J’aimerais aussi étudier de plus près les règles d’urbanisme relatives aux espaces verts à Singapour et leur application. Ce schéma synthétique du plan LUSH, Landscaping for Urban Spaces and High-Rises, donne une idée des avancées de la cité-État en matière d’espaces verts en zones de forte densité urbaine, dont nous pouvons nous inspirer pour nos propres villes. Chaque possibilité d’aménagement présentée dans ce schéma, comme les « communal planter boxes » (zones de plantation communes dans les étages) ou le « rooftop urban farming » (ferme urbaine sur le toit) est déclinée avec des recommandations précises.

Données fournies ▸
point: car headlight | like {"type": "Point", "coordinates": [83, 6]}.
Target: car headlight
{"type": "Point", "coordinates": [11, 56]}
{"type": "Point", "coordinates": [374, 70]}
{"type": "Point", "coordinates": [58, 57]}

Objectif A ▸ Recopiez, dans l’extrait sur les espaces verts à Singapour, le segment compris entre « J’aimerais aussi étudier » et « des recommandations précises. », bornes incluses.
Objectif B ▸ Traduisez en anglais la phrase suivante de l’extrait sur les espaces verts à Singapour : « J’aimerais aussi étudier de plus près les règles d’urbanisme relatives aux espaces verts à Singapour et leur application. »

Réponse attendue A ▸
J’aimerais aussi étudier de plus près les règles d’urbanisme relatives aux espaces verts à Singapour et leur application. Ce schéma synthétique du plan LUSH, Landscaping for Urban Spaces and High-Rises, donne une idée des avancées de la cité-État en matière d’espaces verts en zones de forte densité urbaine, dont nous pouvons nous inspirer pour nos propres villes. Chaque possibilité d’aménagement présentée dans ce schéma, comme les « communal planter boxes » (zones de plantation communes dans les étages) ou le « rooftop urban farming » (ferme urbaine sur le toit) est déclinée avec des recommandations précises.

Réponse attendue B ▸ I would also like to take a closer look at Singapore's urban planning rules for green spaces and how they are applied.